→ WRITTEN EXERCISE
In the data below, change each "pixel coordinates" to "point coordinates" and reproduce all the lines with nothing else altered.

→ RECORDS SHOWN
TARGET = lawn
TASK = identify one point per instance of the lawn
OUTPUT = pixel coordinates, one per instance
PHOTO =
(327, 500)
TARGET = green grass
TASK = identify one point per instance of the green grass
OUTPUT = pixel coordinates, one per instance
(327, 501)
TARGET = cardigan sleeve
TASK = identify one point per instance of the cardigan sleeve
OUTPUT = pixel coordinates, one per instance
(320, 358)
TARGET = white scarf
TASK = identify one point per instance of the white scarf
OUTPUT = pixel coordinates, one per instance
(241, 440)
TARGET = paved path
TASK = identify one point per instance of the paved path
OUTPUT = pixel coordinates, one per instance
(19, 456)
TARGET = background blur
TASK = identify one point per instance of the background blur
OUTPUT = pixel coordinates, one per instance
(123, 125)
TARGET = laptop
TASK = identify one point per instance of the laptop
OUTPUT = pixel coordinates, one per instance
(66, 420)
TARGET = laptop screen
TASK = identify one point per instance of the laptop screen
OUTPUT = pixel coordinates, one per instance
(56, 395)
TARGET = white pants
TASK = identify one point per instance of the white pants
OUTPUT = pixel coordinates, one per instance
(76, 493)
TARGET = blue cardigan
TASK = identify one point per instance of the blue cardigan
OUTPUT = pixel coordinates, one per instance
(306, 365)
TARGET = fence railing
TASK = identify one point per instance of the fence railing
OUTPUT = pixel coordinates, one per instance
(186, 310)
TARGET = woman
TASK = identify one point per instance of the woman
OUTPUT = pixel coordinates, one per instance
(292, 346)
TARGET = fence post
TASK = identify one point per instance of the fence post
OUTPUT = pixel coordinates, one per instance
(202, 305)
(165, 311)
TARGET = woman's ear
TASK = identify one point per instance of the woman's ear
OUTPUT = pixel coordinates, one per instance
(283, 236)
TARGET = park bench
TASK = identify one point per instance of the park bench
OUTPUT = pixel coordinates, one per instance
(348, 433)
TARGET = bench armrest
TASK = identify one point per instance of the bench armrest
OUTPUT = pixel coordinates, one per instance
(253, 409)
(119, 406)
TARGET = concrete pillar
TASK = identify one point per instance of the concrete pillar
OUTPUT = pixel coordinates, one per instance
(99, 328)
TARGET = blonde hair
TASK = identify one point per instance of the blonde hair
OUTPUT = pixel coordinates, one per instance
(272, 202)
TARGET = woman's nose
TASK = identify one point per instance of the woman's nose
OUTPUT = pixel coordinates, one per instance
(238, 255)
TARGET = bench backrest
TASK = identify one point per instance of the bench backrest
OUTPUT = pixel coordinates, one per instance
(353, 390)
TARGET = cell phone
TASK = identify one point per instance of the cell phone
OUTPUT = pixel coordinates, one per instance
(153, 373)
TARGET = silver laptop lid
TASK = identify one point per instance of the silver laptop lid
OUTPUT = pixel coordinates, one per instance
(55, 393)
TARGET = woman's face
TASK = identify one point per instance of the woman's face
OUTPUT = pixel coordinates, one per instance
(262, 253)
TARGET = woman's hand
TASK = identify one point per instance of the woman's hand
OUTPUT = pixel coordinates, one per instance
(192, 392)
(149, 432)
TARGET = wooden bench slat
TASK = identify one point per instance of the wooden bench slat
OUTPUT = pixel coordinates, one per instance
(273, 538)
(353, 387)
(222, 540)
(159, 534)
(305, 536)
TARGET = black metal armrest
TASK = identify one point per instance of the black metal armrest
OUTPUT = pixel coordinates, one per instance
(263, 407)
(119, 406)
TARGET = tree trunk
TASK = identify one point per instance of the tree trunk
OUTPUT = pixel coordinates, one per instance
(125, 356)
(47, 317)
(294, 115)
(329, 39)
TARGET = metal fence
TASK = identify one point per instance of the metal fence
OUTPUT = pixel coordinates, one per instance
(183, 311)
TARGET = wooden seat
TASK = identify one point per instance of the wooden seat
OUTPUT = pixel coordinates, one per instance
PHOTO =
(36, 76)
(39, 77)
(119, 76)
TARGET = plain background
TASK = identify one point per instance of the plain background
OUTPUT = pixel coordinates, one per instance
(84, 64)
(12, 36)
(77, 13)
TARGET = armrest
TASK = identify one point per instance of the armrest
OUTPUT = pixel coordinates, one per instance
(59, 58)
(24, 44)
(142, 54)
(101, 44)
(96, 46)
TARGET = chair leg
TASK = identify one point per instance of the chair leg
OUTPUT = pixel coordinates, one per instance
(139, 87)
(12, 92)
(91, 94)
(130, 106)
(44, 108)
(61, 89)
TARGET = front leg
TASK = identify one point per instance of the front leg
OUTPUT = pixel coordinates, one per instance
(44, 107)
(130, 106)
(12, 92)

→ RESPONSE TO THE EXERCISE
TARGET = lawn
TASK = identify one point per instance of the lawn
OUTPUT = point coordinates, one per instance
PHOTO =
(327, 500)
TARGET = green grass
TASK = identify one point per instance of the green grass
OUTPUT = point coordinates, one per instance
(327, 501)
TARGET = cardigan sleeve
TASK = identify one point per instance of the cardigan sleeve
OUTPUT = point coordinates, one per instance
(320, 358)
TARGET = white scarf
TASK = identify one point per instance of the white scarf
OUTPUT = point coordinates, one per instance
(241, 440)
TARGET = paved path
TASK = identify one point per instance of the paved path
OUTPUT = point coordinates, one per instance
(19, 456)
TARGET = background blur
TASK = identify one point per instance of the background blur
OUTPUT = point coordinates, one per instance
(123, 125)
TARGET = laptop
TASK = identify one point per instance of the laptop
OUTPUT = point coordinates, one per instance
(66, 420)
TARGET = laptop screen
TASK = identify one point per instance of the laptop screen
OUTPUT = point coordinates, one per instance
(56, 395)
TARGET = white pants
TASK = identify one point per instance of the white pants
OUTPUT = point coordinates, one per instance
(76, 493)
TARGET = blue cardigan
TASK = identify one point per instance of the blue cardigan
OUTPUT = point coordinates, one per instance
(306, 365)
TARGET = fence railing
TASK = identify one point per instance of the fence railing
OUTPUT = point coordinates, one per instance
(186, 310)
TARGET = woman
TASK = identify one point per instance of the woman
OUTPUT = point coordinates, one per instance
(292, 346)
TARGET = fence post
TASK = identify one point per instance of the fence post
OUTPUT = point coordinates, one per instance
(202, 305)
(165, 311)
TARGET = woman's ear
TASK = identify one point per instance of the woman's ear
OUTPUT = point coordinates, one per instance
(283, 236)
TARGET = park bench
TASK = identify one point per instance of the park bench
OUTPUT = point coordinates, one per instance
(348, 433)
TARGET = bench armrest
TASK = identify one point per instance of the bench armrest
OUTPUT = point coordinates, one per instance
(253, 409)
(119, 406)
TARGET = concrete pillar
TASK = identify one point per instance of the concrete pillar
OUTPUT = point coordinates, one per instance
(99, 328)
TARGET = blonde hair
TASK = identify one point per instance of the blonde hair
OUTPUT = point coordinates, one per instance
(272, 202)
TARGET = woman's nose
TASK = identify one point per instance of the woman's nose
OUTPUT = point coordinates, one per instance
(238, 255)
TARGET = bench backrest
TASK = identify one point per instance of the bench backrest
OUTPUT = point coordinates, one per instance
(353, 390)
TARGET = cell phone
TASK = identify one point per instance of the cell phone
OUTPUT = point coordinates, one per instance
(153, 373)
TARGET = silver laptop lid
TASK = identify one point per instance of the silver laptop lid
OUTPUT = point coordinates, one per instance
(55, 393)
TARGET = woman's face
TASK = identify one point per instance of the woman's face
OUTPUT = point coordinates, one per instance
(262, 253)
TARGET = woman's hand
TASK = identify one point per instance of the woman's hand
OUTPUT = point coordinates, one per instance
(192, 392)
(149, 432)
TARGET = wooden bench slat
TASK = identify one point per instance of the wooden bench slat
OUTPUT = point coordinates, one per instance
(273, 538)
(353, 387)
(222, 540)
(159, 534)
(305, 536)
TARGET = black metal armrest
TASK = identify one point per instance of the black metal armrest
OUTPUT = point coordinates, one per instance
(263, 407)
(119, 406)
TARGET = tree trunk
TASK = identify one point per instance of the tree trunk
OUTPUT = point coordinates, one per instance
(125, 356)
(47, 317)
(294, 115)
(329, 39)
TARGET = metal fence
TASK = identify one point per instance of the metal fence
OUTPUT = point coordinates, one per instance
(183, 311)
TARGET = wooden seat
TASK = identify one point per instance of the wooden seat
OUTPUT = point coordinates, one per instance
PHOTO =
(36, 76)
(39, 77)
(119, 76)
TARGET = plain background
TASK = identify one point per instance of the plain background
OUTPUT = point coordinates, one per instance
(84, 64)
(12, 36)
(77, 13)
TARGET = armrest
TASK = identify one point per instance of the armrest
OUTPUT = point coordinates, one per instance
(59, 58)
(24, 44)
(142, 54)
(101, 44)
(96, 46)
TARGET = chair leg
TASK = identify one point per instance of the chair leg
OUTPUT = point coordinates, one per instance
(139, 87)
(12, 92)
(91, 94)
(130, 106)
(44, 108)
(61, 89)
TARGET = front leg
TASK = identify one point per instance of the front leg
OUTPUT = point coordinates, one per instance
(44, 107)
(130, 106)
(12, 92)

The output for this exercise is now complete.